**WHAT THIS TASK INVOLVES**
Copy out each line of the entries where the word "below" is present.

○ ○ ○ ○ ○ ○ ○

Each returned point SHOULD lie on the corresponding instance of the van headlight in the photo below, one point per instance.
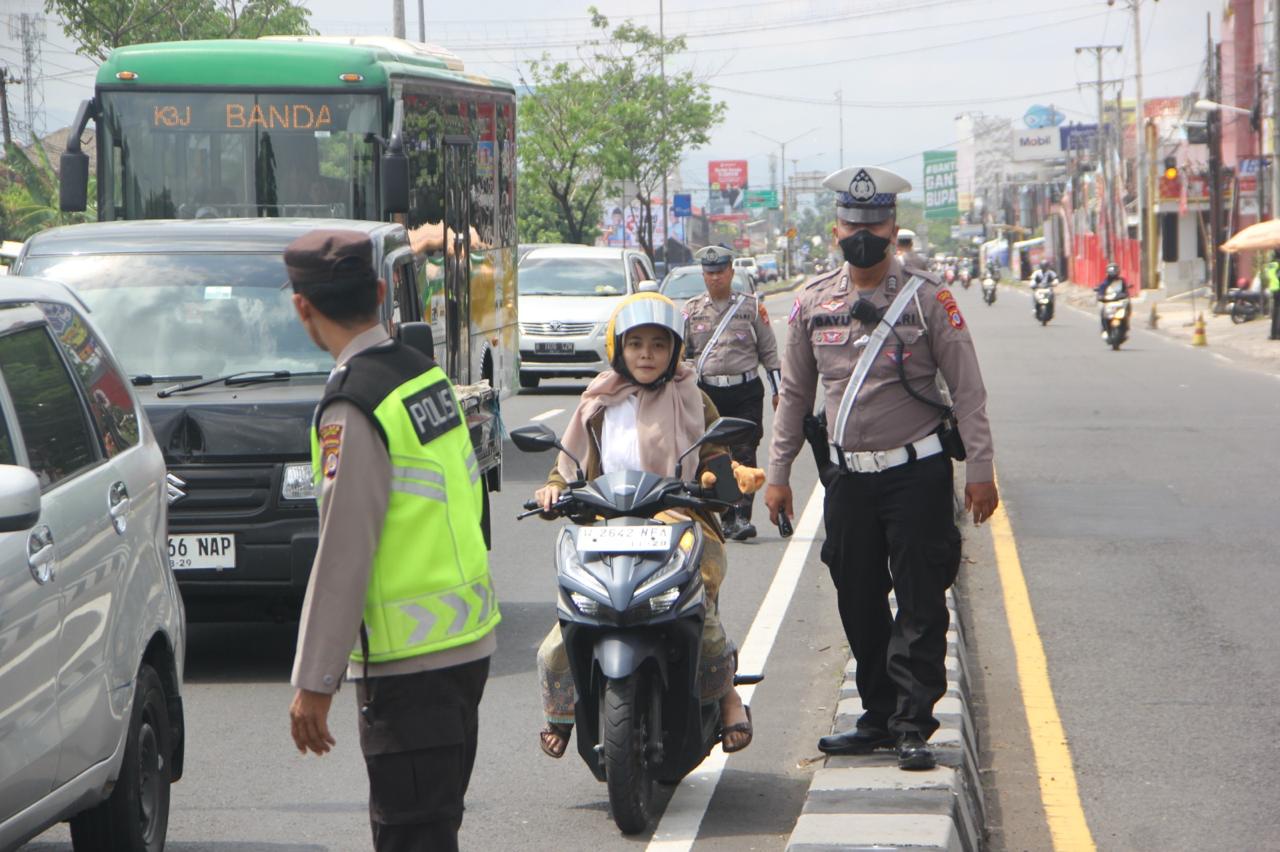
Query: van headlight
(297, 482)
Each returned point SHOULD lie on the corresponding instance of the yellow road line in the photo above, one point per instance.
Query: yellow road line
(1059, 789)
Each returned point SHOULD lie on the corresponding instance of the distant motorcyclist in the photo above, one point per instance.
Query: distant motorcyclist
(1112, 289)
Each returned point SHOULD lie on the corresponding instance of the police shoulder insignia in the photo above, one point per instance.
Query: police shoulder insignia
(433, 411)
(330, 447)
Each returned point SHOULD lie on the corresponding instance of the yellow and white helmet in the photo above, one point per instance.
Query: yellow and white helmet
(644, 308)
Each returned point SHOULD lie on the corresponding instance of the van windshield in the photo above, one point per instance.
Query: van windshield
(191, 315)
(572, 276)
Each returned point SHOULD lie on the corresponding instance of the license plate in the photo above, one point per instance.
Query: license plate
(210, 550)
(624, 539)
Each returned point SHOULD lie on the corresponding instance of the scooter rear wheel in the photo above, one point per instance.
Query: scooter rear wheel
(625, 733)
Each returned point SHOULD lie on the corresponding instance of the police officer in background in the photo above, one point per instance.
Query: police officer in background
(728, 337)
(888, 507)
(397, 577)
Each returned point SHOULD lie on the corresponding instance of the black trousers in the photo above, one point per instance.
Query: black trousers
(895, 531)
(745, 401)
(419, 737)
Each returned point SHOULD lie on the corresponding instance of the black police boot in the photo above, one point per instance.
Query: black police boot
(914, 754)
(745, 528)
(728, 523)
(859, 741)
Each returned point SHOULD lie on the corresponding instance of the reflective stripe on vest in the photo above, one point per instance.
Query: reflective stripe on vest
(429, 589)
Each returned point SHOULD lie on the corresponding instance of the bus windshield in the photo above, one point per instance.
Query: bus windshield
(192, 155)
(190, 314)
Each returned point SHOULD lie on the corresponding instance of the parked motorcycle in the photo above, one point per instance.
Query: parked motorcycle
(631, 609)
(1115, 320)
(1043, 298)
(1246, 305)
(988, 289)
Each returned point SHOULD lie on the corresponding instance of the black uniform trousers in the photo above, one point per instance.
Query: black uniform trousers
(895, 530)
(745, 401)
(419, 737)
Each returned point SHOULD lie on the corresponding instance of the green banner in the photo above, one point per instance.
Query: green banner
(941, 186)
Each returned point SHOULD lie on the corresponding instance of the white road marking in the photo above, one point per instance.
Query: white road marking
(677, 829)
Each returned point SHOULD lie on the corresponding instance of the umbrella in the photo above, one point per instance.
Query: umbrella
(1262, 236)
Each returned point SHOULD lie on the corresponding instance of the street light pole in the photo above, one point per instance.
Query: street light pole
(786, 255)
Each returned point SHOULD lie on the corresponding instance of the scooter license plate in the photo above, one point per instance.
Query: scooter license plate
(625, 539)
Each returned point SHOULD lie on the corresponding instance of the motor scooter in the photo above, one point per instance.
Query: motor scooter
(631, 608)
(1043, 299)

○ ○ ○ ○ ○ ○ ○

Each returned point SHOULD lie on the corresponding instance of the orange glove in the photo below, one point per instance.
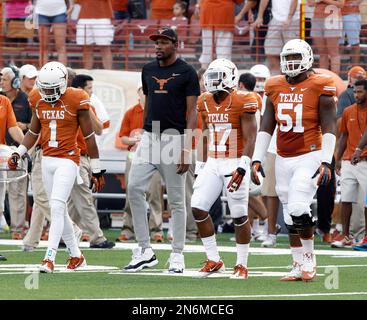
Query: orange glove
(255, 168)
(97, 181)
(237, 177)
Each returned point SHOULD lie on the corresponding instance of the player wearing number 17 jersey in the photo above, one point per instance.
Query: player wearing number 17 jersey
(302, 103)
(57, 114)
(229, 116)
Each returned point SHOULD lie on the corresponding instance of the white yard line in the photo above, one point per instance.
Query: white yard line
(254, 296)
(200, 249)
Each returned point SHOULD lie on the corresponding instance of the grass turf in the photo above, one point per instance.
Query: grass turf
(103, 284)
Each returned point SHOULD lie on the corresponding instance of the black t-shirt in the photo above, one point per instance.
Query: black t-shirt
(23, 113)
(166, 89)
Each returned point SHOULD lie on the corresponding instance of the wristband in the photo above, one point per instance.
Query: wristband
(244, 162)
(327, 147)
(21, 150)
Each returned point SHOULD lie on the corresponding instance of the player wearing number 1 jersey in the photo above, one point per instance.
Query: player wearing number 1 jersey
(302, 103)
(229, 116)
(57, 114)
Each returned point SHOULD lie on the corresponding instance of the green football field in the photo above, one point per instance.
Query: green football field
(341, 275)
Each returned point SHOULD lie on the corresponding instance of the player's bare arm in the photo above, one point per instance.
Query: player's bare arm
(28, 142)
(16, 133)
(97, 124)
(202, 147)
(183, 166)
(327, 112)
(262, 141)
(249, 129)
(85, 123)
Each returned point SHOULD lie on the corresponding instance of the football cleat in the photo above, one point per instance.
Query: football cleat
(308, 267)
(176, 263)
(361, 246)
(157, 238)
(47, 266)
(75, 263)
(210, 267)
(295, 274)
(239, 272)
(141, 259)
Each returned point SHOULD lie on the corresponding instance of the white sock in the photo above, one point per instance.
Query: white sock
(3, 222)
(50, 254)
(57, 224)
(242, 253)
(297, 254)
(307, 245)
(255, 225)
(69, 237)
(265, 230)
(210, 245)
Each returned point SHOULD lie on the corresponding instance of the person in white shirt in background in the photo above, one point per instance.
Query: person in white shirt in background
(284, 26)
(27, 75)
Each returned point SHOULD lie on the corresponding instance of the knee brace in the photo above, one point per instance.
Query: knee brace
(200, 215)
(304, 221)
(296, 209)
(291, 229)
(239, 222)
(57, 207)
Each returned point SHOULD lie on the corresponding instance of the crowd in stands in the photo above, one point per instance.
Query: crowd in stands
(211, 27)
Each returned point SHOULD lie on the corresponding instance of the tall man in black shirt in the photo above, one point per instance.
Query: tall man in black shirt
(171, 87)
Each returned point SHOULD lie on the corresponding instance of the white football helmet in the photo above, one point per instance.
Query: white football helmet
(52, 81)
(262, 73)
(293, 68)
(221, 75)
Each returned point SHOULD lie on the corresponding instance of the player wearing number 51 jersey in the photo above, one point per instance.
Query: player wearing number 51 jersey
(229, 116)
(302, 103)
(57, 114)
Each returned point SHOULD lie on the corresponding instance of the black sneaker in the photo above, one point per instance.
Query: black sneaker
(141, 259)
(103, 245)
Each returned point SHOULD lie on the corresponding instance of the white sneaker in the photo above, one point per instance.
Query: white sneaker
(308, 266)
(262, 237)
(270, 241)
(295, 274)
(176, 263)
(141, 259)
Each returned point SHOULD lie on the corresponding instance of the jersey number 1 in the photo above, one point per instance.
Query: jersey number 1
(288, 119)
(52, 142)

○ ○ ○ ○ ○ ○ ○

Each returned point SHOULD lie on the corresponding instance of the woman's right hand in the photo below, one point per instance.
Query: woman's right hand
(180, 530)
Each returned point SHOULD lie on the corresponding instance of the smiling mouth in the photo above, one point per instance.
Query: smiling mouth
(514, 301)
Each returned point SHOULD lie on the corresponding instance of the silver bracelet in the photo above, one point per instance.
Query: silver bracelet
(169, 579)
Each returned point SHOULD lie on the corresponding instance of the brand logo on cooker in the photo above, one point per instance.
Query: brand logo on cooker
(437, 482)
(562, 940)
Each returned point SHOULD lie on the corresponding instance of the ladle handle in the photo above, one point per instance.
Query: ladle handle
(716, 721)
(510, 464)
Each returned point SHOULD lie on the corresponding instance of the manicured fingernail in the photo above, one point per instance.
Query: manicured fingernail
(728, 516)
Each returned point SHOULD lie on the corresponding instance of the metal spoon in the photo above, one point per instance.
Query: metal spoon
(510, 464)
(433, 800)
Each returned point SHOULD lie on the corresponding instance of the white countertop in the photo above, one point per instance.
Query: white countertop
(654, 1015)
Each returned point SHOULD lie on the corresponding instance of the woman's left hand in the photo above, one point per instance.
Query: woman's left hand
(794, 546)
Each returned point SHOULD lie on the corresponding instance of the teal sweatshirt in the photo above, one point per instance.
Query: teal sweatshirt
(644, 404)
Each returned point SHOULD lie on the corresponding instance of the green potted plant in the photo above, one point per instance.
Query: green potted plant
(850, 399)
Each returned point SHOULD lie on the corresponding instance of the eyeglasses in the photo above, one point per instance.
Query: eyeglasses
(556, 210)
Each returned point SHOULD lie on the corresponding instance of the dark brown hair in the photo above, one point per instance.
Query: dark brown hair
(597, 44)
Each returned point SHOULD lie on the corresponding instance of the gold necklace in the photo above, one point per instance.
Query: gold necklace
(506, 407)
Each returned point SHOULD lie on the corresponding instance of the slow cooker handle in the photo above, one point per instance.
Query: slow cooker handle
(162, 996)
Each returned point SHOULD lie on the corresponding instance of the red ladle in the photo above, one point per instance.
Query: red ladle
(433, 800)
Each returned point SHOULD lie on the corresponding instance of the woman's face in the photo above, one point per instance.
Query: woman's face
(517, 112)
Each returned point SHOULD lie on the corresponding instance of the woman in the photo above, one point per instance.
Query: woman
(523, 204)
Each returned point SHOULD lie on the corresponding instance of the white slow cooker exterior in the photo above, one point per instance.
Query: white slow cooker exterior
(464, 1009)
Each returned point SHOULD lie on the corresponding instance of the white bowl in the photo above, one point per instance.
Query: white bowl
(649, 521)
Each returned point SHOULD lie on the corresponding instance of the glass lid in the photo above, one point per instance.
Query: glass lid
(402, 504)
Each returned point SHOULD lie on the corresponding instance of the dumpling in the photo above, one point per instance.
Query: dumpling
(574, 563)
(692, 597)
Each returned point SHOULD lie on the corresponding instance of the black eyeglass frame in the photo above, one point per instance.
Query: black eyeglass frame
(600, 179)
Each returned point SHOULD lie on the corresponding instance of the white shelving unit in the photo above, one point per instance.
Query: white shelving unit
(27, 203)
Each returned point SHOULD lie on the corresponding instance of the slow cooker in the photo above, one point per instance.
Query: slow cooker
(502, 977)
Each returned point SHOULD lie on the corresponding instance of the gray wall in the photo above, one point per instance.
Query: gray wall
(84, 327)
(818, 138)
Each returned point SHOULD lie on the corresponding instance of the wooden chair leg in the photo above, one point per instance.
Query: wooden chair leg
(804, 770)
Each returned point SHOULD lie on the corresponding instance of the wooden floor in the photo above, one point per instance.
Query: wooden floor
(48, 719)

○ ○ ○ ○ ○ ○ ○

**RESPONSE AREA**
Each returned point SHOULD lie on the corresponding instance of the van headlight in the photo below, one point per instance.
Each returned point SHOULD lie on the corresponding instance of the orange glove in the photo below, one point per instance.
Each returned point SHOULD lie on the corresponding instance of the woman's right hand in the photo below, one point per instance.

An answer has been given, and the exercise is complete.